## REQUIRED WORK
Could you reproduce all of the following entries exactly?
━━━ TASK INPUT ━━━
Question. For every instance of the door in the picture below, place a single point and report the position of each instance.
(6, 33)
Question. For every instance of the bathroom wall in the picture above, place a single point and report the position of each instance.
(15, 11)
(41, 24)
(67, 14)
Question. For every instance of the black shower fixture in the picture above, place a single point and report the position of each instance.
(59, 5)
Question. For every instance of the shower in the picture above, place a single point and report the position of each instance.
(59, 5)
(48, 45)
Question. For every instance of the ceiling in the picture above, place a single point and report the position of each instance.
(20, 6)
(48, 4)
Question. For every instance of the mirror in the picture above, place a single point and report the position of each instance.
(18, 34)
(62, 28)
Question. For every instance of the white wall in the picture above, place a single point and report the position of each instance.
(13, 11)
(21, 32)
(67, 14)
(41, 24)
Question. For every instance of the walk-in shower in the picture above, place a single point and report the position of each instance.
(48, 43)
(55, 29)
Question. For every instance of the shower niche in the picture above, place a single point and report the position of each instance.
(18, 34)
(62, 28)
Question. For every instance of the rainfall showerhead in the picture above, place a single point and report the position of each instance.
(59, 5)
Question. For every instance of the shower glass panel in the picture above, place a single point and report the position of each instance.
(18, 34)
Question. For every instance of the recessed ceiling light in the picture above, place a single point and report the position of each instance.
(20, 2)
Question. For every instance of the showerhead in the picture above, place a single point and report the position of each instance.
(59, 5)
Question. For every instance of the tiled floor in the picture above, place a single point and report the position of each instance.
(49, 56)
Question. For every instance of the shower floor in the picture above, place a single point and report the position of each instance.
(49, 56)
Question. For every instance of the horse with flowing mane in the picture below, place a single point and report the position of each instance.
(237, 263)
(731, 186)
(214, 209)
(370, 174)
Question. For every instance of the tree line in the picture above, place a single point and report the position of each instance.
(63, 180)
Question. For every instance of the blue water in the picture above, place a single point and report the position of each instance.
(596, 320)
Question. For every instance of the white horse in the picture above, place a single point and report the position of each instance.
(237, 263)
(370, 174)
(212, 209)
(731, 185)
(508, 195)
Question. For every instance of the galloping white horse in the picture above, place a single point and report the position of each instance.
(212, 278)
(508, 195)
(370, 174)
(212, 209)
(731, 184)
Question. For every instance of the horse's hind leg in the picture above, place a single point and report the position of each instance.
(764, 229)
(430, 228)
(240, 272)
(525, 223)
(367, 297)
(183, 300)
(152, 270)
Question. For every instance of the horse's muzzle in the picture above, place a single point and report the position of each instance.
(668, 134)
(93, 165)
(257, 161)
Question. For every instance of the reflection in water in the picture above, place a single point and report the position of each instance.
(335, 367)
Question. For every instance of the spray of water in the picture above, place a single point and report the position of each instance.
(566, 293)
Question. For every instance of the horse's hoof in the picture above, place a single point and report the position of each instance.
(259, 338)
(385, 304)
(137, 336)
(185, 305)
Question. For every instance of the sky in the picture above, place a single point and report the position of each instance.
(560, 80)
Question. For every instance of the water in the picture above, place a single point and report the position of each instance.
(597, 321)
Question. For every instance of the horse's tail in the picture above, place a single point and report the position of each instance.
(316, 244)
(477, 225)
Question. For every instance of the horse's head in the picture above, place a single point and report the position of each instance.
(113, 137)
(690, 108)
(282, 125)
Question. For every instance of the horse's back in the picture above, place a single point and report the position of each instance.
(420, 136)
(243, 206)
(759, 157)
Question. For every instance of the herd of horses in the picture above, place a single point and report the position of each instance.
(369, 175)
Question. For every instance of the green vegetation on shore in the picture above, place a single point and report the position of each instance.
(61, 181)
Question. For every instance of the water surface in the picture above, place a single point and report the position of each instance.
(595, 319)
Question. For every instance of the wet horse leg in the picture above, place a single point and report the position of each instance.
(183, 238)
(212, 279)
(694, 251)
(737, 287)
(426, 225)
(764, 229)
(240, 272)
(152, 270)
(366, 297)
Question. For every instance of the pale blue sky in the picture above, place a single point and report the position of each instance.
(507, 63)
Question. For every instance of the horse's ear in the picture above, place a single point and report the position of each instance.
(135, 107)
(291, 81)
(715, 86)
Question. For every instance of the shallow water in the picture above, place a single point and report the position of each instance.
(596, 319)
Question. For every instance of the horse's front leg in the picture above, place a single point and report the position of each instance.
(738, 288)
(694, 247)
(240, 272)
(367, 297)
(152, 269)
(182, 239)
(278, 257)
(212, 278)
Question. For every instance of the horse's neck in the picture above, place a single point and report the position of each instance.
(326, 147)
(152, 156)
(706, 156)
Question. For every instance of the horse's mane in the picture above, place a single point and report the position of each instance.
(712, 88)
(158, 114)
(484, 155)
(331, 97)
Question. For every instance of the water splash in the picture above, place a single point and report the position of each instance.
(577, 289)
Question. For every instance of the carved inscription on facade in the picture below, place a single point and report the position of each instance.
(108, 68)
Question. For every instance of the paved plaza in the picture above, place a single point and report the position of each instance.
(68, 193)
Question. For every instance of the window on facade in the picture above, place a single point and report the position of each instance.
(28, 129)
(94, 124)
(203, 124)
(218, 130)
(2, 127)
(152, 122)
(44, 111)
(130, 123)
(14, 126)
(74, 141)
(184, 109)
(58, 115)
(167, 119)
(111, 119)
━━━
## WRITTEN SOLUTION
Question. For every instance of the door in the picture below, place a single point and report the position of each instance.
(6, 33)
Question. For every instance of the bathroom wall in the picture above, place a single point and report the position of each instance.
(15, 11)
(41, 24)
(67, 14)
Question. For every instance of the black shower fixture in the picture above, place a single point and report the position of each instance.
(59, 5)
Question. For every instance of the shower in the picture above, place a single point and report the position of each instance.
(59, 5)
(48, 45)
Question. For every instance of the ceiling in the picture above, place a single point and report the position of each instance.
(20, 6)
(48, 4)
Question. For every instance of the mirror in the picture above, place a single point and report the position of each instance.
(18, 34)
(62, 28)
Question. For every instance of the white wall in the picture above, place a single point and report the position of each instance.
(13, 11)
(21, 32)
(67, 14)
(41, 24)
Question. For every instance of the walk-in shower in the picture above, place a single point and report the position of each instance.
(48, 43)
(55, 29)
Question. For every instance of the shower niche in the picture above, place a single point and report the position of each instance.
(18, 34)
(62, 28)
Question. For every instance of the rainfall showerhead in the picture above, place a single point and report the position of each instance.
(59, 5)
Question. For every instance of the shower glass panel in the picture above, place a single point and report the position of each instance.
(18, 34)
Question. For every instance of the recessed ceiling light in the picture above, place a single point and report the position of each instance.
(20, 2)
Question. For every instance of the showerhead in the picture above, place a single point and report the position of each instance.
(59, 5)
Question. For every instance of the tiled floor in the picture above, place a single point and report the position of each instance.
(49, 56)
Question. For every instance of the shower floor in the picture above, place a single point and report the position of each instance.
(49, 56)
Question. For every instance of the horse with flowing mane in the picture below, place a single point and report the position of each instance.
(237, 263)
(731, 186)
(214, 209)
(370, 174)
Question. For every instance of the tree line in the picture above, place a single point and report the position of each instance.
(63, 180)
Question. For every instance of the blue water in the picture above, place a single point and report the position of each instance.
(596, 320)
Question. For every instance of the white horse in the picture above, place a single point and report the position of each instance.
(237, 263)
(370, 174)
(212, 209)
(731, 185)
(508, 195)
Question. For every instance of the galloping white horse in the picture above, place a single point and report the position of each instance.
(212, 278)
(508, 195)
(370, 174)
(212, 209)
(731, 184)
Question. For every instance of the horse's hind leg in the picture above, place a single point and report the position of each instance.
(764, 229)
(430, 228)
(240, 272)
(525, 223)
(367, 297)
(183, 300)
(152, 270)
Question. For every instance of the horse's muzzle in the picture above, place a single point and report the position of each instance.
(668, 134)
(93, 165)
(257, 161)
Question. For every instance of the reflection in water in the picture above, place a single point and report the position of each instance.
(335, 367)
Question. For every instance of the spray of water in the picture above, place a single point and report the position of each instance.
(566, 293)
Question. For every instance of the horse's hoof in the picture above, place a single point and report the position of each instance.
(259, 338)
(385, 304)
(137, 336)
(185, 305)
Question. For every instance of the sky in the picture above, place a single point and report the position of each instance.
(560, 80)
Question. For every instance of the water in the picture above, place a single point and report the position of each instance.
(597, 321)
Question. For every instance of the horse's tail in the picture above, place a single point and report the position of each instance.
(316, 244)
(477, 225)
Question. For every instance of the horse's head in the picture above, place a single point and report the position of each instance.
(113, 137)
(690, 108)
(282, 125)
Question. For every instance of the horse's back in the picture above, place a single point and report the position of each instance.
(420, 136)
(243, 206)
(759, 157)
Question. For every instance of the herd of horses in the picture above, place a single point and report the position of each instance.
(369, 175)
Question. For every instance of the green vegetation on shore in the picture above, place a single point and report the position of each instance.
(61, 181)
Question. For every instance of the water surface in the picture above, place a single point and report the position of each instance.
(595, 319)
Question. For every instance of the wet horse leg in the picture above, place a single point and report the position of each instance.
(183, 238)
(212, 279)
(694, 251)
(737, 287)
(426, 225)
(764, 229)
(240, 272)
(152, 270)
(366, 297)
Question. For every instance of the pale blue sky in the picture above, place a single point and report the position of each instance.
(507, 63)
Question. For every instance of the horse's ear in the picture above, place a single point and report the position of each instance.
(135, 107)
(291, 81)
(715, 86)
Question. For every instance of the shallow water in the picture above, place a single point and report the position of each instance.
(596, 319)
Question. For every instance of the horse's front leg in the picture above, place a single point and report the position of each instance.
(738, 288)
(694, 247)
(240, 272)
(367, 297)
(152, 269)
(182, 239)
(278, 257)
(212, 278)
Question. For every instance of the horse's neck in the picture above, place a single point and report the position of each instance.
(326, 147)
(152, 156)
(706, 156)
Question. For every instance of the horse's mane in the picture above, place a single point and report the position of each instance.
(712, 88)
(158, 114)
(484, 155)
(331, 97)
Question. For every instance of the water splash in the picture above, place a single point and report the position of each instance.
(577, 289)
Question. For every instance of the carved inscription on facade in the picture below, place a single point and report the position of each instance.
(108, 68)
Question. For every instance of the paved plaza in the picture above, place a single point and report the position of each instance.
(68, 193)
Question. For every instance of the window on facade in the picture above, place a single point and report the position of each instance.
(28, 129)
(94, 124)
(203, 124)
(218, 130)
(2, 127)
(152, 122)
(44, 111)
(130, 123)
(14, 126)
(74, 141)
(184, 109)
(58, 115)
(167, 119)
(111, 119)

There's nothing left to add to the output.